MATERIAL SHOWN:

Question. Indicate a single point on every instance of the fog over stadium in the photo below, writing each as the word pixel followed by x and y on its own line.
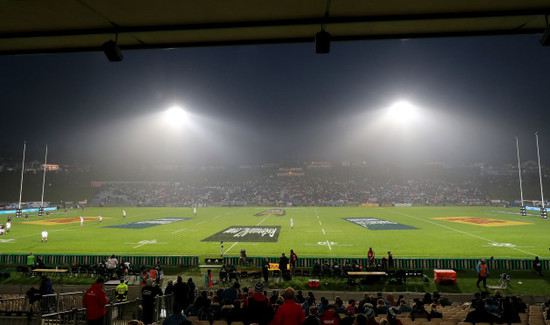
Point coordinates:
pixel 455 100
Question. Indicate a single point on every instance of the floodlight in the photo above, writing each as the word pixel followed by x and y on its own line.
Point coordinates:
pixel 402 109
pixel 545 39
pixel 322 42
pixel 175 116
pixel 112 51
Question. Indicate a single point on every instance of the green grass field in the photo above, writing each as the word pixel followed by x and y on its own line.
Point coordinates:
pixel 318 231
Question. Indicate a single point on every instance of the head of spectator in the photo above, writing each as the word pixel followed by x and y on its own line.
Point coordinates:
pixel 313 310
pixel 361 319
pixel 135 322
pixel 259 287
pixel 289 294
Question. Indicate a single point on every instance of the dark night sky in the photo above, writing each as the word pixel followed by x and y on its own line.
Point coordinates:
pixel 282 102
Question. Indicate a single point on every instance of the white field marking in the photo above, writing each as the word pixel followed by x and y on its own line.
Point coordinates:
pixel 259 223
pixel 456 230
pixel 235 243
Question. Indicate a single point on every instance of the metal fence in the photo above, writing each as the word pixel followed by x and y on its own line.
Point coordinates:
pixel 74 259
pixel 405 263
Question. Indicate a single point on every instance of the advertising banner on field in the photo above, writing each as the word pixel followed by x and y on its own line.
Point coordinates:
pixel 378 224
pixel 247 234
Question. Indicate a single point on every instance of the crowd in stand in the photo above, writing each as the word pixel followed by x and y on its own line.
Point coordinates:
pixel 324 190
pixel 256 306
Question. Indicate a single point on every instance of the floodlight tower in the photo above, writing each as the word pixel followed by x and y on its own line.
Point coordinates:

EXERCISE PROMPT: Select every line in the records above that contains the word "floodlight".

TASK OUTPUT:
Question. Indicate a single point on every instance of the floodlight in the photo above, writing each as the word pixel followed by x and y on its own line.
Question. Indicate a single point on every instance of the floodlight tower in the photo above, writing each as the word pixel followed by x and y on its own line.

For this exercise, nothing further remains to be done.